• **Problems to solve**
**1)** Answer these about the news report on free drugs in Nkwanta District:
(a) How many assorted drugs was the District Directorate of Health Services distributing?
(b) How many of the beneficiaries so far were children?
(c) For how long would the project run at first?
**2)** Carry on the news report about free drugs in Nkwanta District from the point where it stops.

• **Text**
↓↓↓
Nkwanta, Dec. 24, GNA- Pregnant women, children under five years and the elderly in the Nkwanta District in the Volta Region, received assorted drugs free of charge to improve their health. The District Directorate of Health Services, under the Ghana Essential Medicines Initiative project (GEMI), was distributing the 70 assorted drugs that were on the United Nations essential drugs list. Dr Koku Awoonor-Williams, the District Director of Health Services, told the Ghana News Agency (GNA) that so far 391 beneficiaries had received drugs 273 of them being children and 118, pregnant women. The project is a private-public partnership between the district and a consortium of US based pharmaceutical companies, the Population Council, a non-profit research organization and Oak Foundation. Dr Awoonor-Williams said the project, which would run for an initial three years, would add more Community Based Health Planning and Service programme.
↑↑↑
• **Data excerpts**
↓↓↓
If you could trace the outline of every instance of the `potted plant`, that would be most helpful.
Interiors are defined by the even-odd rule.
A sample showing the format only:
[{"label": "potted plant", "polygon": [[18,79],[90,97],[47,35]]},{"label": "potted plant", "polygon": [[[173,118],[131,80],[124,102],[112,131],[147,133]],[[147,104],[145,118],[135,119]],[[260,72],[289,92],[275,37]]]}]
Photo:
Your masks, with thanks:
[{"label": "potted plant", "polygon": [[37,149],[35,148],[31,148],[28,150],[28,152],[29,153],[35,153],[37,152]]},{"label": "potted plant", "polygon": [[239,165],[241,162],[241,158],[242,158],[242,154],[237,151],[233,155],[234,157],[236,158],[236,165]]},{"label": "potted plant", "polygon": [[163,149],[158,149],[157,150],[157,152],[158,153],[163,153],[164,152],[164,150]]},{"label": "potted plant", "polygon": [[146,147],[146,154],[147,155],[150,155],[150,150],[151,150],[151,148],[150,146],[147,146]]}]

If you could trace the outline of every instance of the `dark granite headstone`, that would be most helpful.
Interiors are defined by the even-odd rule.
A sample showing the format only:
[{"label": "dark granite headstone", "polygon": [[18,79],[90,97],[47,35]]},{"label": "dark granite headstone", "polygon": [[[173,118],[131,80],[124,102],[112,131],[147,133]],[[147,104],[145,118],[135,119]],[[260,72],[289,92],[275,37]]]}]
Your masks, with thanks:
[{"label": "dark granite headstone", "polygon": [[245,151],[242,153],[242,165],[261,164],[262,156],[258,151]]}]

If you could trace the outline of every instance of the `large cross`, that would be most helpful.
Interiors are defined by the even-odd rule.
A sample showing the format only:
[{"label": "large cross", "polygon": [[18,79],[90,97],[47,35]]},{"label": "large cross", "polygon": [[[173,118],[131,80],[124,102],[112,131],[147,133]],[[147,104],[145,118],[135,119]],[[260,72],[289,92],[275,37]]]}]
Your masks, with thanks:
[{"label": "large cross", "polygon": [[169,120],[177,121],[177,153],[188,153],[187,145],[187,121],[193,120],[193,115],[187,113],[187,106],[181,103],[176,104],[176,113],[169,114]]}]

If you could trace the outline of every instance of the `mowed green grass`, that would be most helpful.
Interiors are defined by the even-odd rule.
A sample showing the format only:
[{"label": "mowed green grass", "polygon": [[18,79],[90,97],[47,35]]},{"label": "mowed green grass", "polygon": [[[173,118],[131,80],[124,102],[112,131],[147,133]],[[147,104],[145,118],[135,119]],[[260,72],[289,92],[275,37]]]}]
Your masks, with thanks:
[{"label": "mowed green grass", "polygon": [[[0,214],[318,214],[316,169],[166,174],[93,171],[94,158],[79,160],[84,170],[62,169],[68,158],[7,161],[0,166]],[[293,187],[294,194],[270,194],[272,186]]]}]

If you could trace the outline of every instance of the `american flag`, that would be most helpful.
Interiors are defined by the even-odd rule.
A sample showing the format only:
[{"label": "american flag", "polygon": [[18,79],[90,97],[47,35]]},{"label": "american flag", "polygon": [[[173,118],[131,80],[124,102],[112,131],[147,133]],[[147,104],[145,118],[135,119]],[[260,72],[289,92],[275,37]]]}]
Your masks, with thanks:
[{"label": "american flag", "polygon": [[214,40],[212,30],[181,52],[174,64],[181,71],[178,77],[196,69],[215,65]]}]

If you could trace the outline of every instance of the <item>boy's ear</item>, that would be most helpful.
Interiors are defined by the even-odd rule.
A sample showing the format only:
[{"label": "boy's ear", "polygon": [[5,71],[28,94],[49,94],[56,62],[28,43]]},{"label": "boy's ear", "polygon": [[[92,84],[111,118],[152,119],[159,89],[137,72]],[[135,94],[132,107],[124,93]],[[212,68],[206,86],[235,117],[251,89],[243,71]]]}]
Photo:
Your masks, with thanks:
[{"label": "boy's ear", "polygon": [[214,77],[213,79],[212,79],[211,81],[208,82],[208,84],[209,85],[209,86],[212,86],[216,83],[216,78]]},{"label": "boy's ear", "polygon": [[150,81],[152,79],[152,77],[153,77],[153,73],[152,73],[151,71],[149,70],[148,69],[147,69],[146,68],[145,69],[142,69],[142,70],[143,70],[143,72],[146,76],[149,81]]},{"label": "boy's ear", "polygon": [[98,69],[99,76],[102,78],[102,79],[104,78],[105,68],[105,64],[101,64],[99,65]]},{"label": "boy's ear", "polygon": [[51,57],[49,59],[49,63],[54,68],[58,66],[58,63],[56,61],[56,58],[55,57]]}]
↑↑↑
• **Answers for the tasks**
**1)**
(a) 70
(b) 273
(c) An initial three years

**2)**
He said the programme was a base level health delivery initiative, which combined preventive and curative care through first line health care delivery personnel working in active coordination with community heads.
Dr Awoonor-Williams said the programme had an elaborate referral system, under which patients were transferred to appropriate health care delivery points sometime with the collaboration of commercial transport associations.
He said 10,000 Ghana cedis had been expended on family planning devices for men and women in the reproductive age and drugs on pregnant women and children less than five years at the end of the first quarter of the year.
Dr Awoonor-Williams said GEMI was providing over 600,000 US Dollars for the project, which would boost the attainment of the Millennium Development Goals.